• _Things to do_
- 1) In the news digest, which TV station interviewed Trent Lott about the prisoner abuse at Abu Ghraib?
- 2) Name every person mentioned in the news digest.
- 3) Repeat the news digest word for word from "GOP Congressmen Fear" up to and including "Congress opposing him.".

• _Source extract_
= = = = = = =

United States News Digest
Lott Defends Bestial Treatment of Iraqi Prisoners
In an interview with WAPT-TV in Jackson, Miss., Sen. Trent Lott (R-Miss), asked about the prisoner abuse at Iraq's Abu Ghraib prison, said that, "some of the prisoners should not have been prisoners ... [they] probably should have been killed," the Washington Post reported June 3. Lott went further to say, "Hey, nothing wrong with holding a dog up there, unless the dog ate him."
In response to a question about the death of a prisoner apparently after a beating, commented that "this is not Sunday school; this is interrogation; this is rough stuff." This is not the first time that Lott's remarks have gotten him in trouble. Lott was forced to step down as Senate Majority Leader after making what many viewed as racist comments in December 2002. Lott said that the country would have been better off had former Sen. Strom Thurmond, who ran as a segregationist, had won his race for the Presidency in 1948.
GOP Congressmen Fear Bush Coattails in November
Syndicated columnist Robert Novak reported, in his June 3 column in the Washington Post, that conservative Republican Congressmen want Bush to stop talking about his programs on education and on prescription drugs, because it just angers their constituents. When Bush meet with GOP members of Congress in May, he got a very cold response on these issues. While they were home during the recent recess, many Congressmen were asked by their constituents if they, the voters, wouldn't be better off with John Kerry as President, and a Republican majority in Congress opposing him.

= = = = = = =

• _Provided information_

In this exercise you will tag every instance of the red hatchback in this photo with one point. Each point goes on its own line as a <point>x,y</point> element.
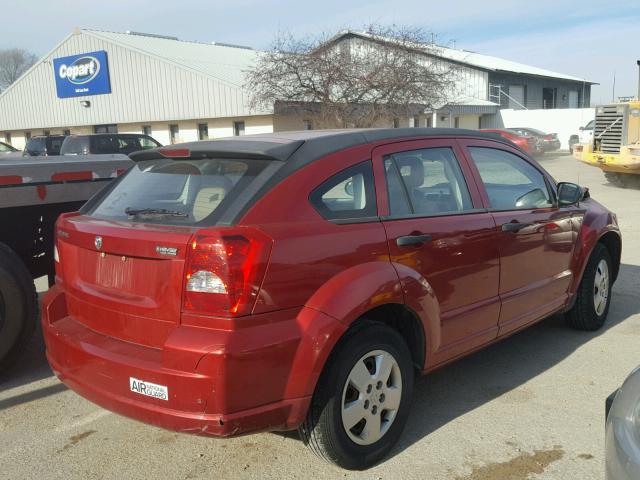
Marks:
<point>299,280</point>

= = = = = = =

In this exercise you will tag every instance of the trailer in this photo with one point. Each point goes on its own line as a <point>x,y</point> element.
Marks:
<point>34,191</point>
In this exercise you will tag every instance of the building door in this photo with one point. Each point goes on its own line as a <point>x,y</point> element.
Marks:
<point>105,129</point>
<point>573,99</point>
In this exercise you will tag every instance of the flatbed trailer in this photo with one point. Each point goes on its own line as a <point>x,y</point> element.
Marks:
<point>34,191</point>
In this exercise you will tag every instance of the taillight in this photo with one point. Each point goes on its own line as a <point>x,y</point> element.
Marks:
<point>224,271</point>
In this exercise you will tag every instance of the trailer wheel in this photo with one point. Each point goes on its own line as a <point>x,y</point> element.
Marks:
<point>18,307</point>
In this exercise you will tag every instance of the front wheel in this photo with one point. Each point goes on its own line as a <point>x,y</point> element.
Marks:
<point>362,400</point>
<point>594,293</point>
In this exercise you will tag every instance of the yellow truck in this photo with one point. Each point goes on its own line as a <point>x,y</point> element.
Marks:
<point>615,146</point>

= = = = = = =

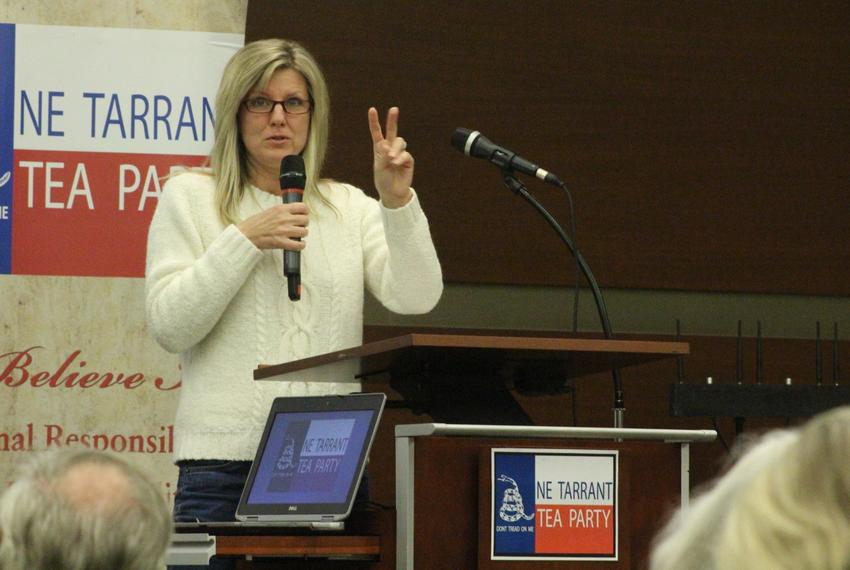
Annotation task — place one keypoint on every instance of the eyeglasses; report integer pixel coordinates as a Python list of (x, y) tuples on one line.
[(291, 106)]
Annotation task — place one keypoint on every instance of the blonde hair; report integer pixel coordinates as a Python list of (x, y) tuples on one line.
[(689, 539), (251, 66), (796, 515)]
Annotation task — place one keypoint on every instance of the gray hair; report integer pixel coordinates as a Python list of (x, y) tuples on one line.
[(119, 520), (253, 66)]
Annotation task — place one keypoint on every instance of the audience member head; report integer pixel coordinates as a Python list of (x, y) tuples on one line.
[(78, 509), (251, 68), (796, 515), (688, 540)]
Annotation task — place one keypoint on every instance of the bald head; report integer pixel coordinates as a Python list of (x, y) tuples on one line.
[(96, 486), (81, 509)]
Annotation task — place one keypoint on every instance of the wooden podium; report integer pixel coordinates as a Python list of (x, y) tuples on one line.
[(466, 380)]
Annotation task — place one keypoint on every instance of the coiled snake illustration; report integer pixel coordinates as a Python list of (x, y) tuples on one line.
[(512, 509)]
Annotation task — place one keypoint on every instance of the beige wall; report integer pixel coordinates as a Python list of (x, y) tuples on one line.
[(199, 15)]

= = = = = = =

• _Answers in order_
- 1) WAPT-TV in Jackson, Miss.

- 2) Trent Lott, Strom Thurmond, Robert Novak, Bush, John Kerry

- 3)
GOP Congressmen Fear Bush Coattails in November
Syndicated columnist Robert Novak reported, in his June 3 column in the Washington Post, that conservative Republican Congressmen want Bush to stop talking about his programs on education and on prescription drugs, because it just angers their constituents. When Bush meet with GOP members of Congress in May, he got a very cold response on these issues. While they were home during the recent recess, many Congressmen were asked by their constituents if they, the voters, wouldn't be better off with John Kerry as President, and a Republican majority in Congress opposing him.